* [What you are asked to do] Restate the data below word for word. Skip any images it contains.

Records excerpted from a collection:

....................

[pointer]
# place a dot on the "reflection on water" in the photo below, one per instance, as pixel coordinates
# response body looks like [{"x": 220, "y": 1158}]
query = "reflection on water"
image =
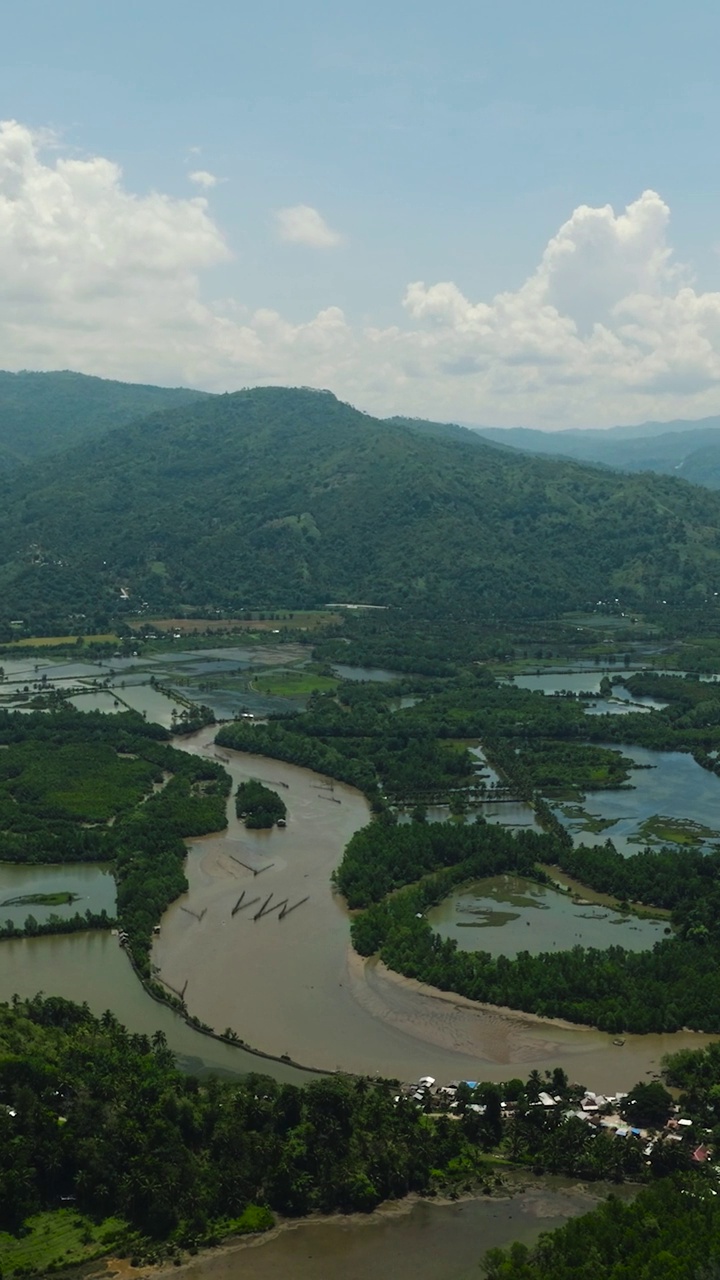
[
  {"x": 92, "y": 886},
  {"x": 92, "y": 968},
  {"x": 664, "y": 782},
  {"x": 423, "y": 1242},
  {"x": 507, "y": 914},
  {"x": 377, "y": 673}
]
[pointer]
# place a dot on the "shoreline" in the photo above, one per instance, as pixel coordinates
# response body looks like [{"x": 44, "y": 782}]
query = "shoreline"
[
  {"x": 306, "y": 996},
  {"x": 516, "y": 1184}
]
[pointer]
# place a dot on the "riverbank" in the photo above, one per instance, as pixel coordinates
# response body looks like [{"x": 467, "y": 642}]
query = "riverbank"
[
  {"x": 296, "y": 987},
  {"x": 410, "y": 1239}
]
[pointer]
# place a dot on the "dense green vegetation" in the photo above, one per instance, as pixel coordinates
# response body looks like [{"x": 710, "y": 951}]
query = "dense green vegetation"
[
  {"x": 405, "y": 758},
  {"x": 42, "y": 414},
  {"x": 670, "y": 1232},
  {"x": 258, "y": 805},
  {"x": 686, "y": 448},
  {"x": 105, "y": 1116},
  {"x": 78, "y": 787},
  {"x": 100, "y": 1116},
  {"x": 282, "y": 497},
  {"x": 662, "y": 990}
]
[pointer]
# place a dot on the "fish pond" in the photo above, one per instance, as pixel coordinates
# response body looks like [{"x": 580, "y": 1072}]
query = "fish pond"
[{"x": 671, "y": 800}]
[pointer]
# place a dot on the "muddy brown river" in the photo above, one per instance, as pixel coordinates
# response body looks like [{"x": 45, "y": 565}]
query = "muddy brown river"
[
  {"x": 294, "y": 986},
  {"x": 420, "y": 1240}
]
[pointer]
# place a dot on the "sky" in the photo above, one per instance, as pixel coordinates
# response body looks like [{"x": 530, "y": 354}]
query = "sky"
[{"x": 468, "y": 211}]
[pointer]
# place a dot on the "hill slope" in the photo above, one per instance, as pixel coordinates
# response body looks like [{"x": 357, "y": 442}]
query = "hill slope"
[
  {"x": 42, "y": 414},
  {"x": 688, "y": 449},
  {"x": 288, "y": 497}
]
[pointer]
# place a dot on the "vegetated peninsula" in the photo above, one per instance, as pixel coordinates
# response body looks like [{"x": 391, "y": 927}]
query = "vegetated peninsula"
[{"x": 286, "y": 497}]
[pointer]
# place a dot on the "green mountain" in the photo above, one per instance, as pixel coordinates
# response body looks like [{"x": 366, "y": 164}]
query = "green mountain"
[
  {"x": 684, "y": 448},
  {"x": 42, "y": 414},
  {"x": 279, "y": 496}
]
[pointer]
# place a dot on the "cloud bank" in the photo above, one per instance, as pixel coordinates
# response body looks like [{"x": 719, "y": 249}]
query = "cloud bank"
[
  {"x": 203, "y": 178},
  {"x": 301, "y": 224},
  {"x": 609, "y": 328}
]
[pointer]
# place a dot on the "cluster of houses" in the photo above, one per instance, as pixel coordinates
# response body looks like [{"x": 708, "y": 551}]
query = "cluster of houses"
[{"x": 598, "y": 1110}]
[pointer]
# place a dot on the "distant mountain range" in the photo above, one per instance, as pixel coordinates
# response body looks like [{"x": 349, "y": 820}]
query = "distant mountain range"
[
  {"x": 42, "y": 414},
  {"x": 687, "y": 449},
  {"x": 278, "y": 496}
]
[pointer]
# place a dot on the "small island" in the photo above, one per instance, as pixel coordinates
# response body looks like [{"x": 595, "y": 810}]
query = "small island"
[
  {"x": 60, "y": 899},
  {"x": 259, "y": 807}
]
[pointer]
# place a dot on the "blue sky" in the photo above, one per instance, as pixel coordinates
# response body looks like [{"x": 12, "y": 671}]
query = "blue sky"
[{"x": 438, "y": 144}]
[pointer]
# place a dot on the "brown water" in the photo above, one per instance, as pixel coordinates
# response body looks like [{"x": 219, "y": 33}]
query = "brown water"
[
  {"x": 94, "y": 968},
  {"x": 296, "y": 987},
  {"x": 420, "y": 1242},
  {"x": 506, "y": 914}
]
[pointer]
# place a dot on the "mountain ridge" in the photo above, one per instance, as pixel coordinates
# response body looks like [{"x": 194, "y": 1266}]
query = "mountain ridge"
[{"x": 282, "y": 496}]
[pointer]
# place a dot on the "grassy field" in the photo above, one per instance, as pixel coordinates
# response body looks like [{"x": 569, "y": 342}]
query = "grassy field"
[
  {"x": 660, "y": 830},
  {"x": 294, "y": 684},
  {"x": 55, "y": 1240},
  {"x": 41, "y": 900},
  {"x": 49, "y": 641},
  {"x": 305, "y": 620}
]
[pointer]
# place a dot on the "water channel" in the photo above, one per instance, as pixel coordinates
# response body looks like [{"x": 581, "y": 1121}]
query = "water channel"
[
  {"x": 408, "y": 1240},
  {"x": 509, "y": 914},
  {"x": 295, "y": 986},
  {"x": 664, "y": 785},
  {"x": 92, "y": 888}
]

....................

* [The completed task]
[pointer]
# place a dot on the "reflection on water" in the photo below, one per instance, as pixel coordinates
# response body looks like [{"x": 220, "y": 1158}]
query = "reflection on water"
image =
[
  {"x": 92, "y": 886},
  {"x": 92, "y": 968},
  {"x": 664, "y": 782},
  {"x": 423, "y": 1242},
  {"x": 507, "y": 914},
  {"x": 377, "y": 673}
]
[pointer]
# place a dot on the "shoreline" in the photo above, one per instance, as pixel coordinates
# response body looks like [{"x": 44, "y": 782}]
query = "shoreline"
[
  {"x": 306, "y": 996},
  {"x": 516, "y": 1184}
]
[pointer]
# place a dot on the "riverbank" in the photo above, one per instance, as pixel coordinates
# response body looks like [{"x": 467, "y": 642}]
query = "riverbank"
[
  {"x": 296, "y": 987},
  {"x": 410, "y": 1239}
]
[pointer]
# place a dot on the "dense green vegetation" in the photo above, one per instance, as pixel coordinates
# response body looks like [{"x": 710, "y": 951}]
query = "dense green vegetation"
[
  {"x": 405, "y": 758},
  {"x": 42, "y": 414},
  {"x": 670, "y": 1232},
  {"x": 258, "y": 805},
  {"x": 686, "y": 448},
  {"x": 105, "y": 1116},
  {"x": 78, "y": 787},
  {"x": 100, "y": 1116},
  {"x": 282, "y": 497},
  {"x": 662, "y": 990}
]
[pointer]
# place a dot on the "fish pond" in the photo above, one per instance, as pixel coordinates
# response body looks like [{"x": 580, "y": 1072}]
query = "fish pond"
[{"x": 671, "y": 800}]
[pointer]
# place a dot on the "muddy brown river" in the photo above, one per instance, as pixel coordinates
# response body looks like [{"x": 45, "y": 565}]
query = "muddy brown river"
[
  {"x": 294, "y": 986},
  {"x": 420, "y": 1240}
]
[pointer]
# place a dot on the "sky" in the photo above, one per instance, as pixel coordinates
# response body looks like [{"x": 530, "y": 354}]
query = "sky"
[{"x": 468, "y": 211}]
[pointer]
# place a dot on the "hill slope" in the photo above, one per instance, as pixel coordinates
# response body looks like [{"x": 357, "y": 442}]
query = "hill slope"
[
  {"x": 42, "y": 414},
  {"x": 688, "y": 449},
  {"x": 288, "y": 497}
]
[pointer]
# place a dot on the "vegetated peninsula" in the photo above, one per instance, as pixel coordinates
# response body looks like [{"x": 391, "y": 927}]
query = "vegetated peninsula"
[{"x": 286, "y": 497}]
[pointer]
# place a dot on the "green mountain" in the photo above, one per instance, as pixel coordinates
# response body looks like [{"x": 366, "y": 164}]
query = "green mountain"
[
  {"x": 684, "y": 448},
  {"x": 42, "y": 414},
  {"x": 279, "y": 496}
]
[pointer]
# place a dot on the "cloud bank" in the photo above, one per instance, as pixel coordinates
# response body looks like [{"x": 719, "y": 249}]
query = "cloud bank"
[
  {"x": 203, "y": 178},
  {"x": 301, "y": 224},
  {"x": 609, "y": 328}
]
[pointer]
# place a dot on the "cluster of houses" in the photo above, one per instance, as pixel coordinates
# response body looks like [{"x": 708, "y": 551}]
query = "cluster of houses"
[{"x": 598, "y": 1110}]
[pointer]
# place a dot on the "distant mountain range" in the photo above, one per instance, as pixel coordinates
# response body looks like [{"x": 349, "y": 820}]
query = "distant mountain range"
[
  {"x": 42, "y": 414},
  {"x": 687, "y": 449},
  {"x": 278, "y": 496}
]
[pointer]
# place a dot on the "small island" in the photo above, one per instance, as pixel coordinates
# response body looks like [{"x": 595, "y": 810}]
query = "small island"
[
  {"x": 60, "y": 899},
  {"x": 259, "y": 807}
]
[pointer]
# place a dot on the "blue sky" in the photo above, one per instance, as pixel coordinates
# response body looks like [{"x": 12, "y": 671}]
query = "blue sky"
[{"x": 438, "y": 144}]
[pointer]
# place a dot on the "brown water" in the photo above, one per instance, as pixel coordinates
# response body looks like [{"x": 219, "y": 33}]
query = "brown water"
[
  {"x": 94, "y": 968},
  {"x": 296, "y": 987},
  {"x": 420, "y": 1242},
  {"x": 506, "y": 914}
]
[pointer]
# place a dot on the "mountain ridge" in the photo above, one per instance, as pixel coordinates
# response body looks like [{"x": 194, "y": 1266}]
query = "mountain ridge"
[{"x": 282, "y": 496}]
[pointer]
# place a dot on the "grassy field" in the photo above, one per instance, as pixel coordinates
# response body looks like [{"x": 569, "y": 342}]
query = "grassy field"
[
  {"x": 660, "y": 830},
  {"x": 294, "y": 684},
  {"x": 55, "y": 1240},
  {"x": 41, "y": 900},
  {"x": 49, "y": 641},
  {"x": 305, "y": 620}
]
[pointer]
# place a dot on the "water channel" in the photo above, one per instance, as pixel coordinates
# response body looks like [{"x": 581, "y": 1121}]
query = "water channel"
[
  {"x": 408, "y": 1240},
  {"x": 509, "y": 914},
  {"x": 295, "y": 986},
  {"x": 664, "y": 785},
  {"x": 92, "y": 888}
]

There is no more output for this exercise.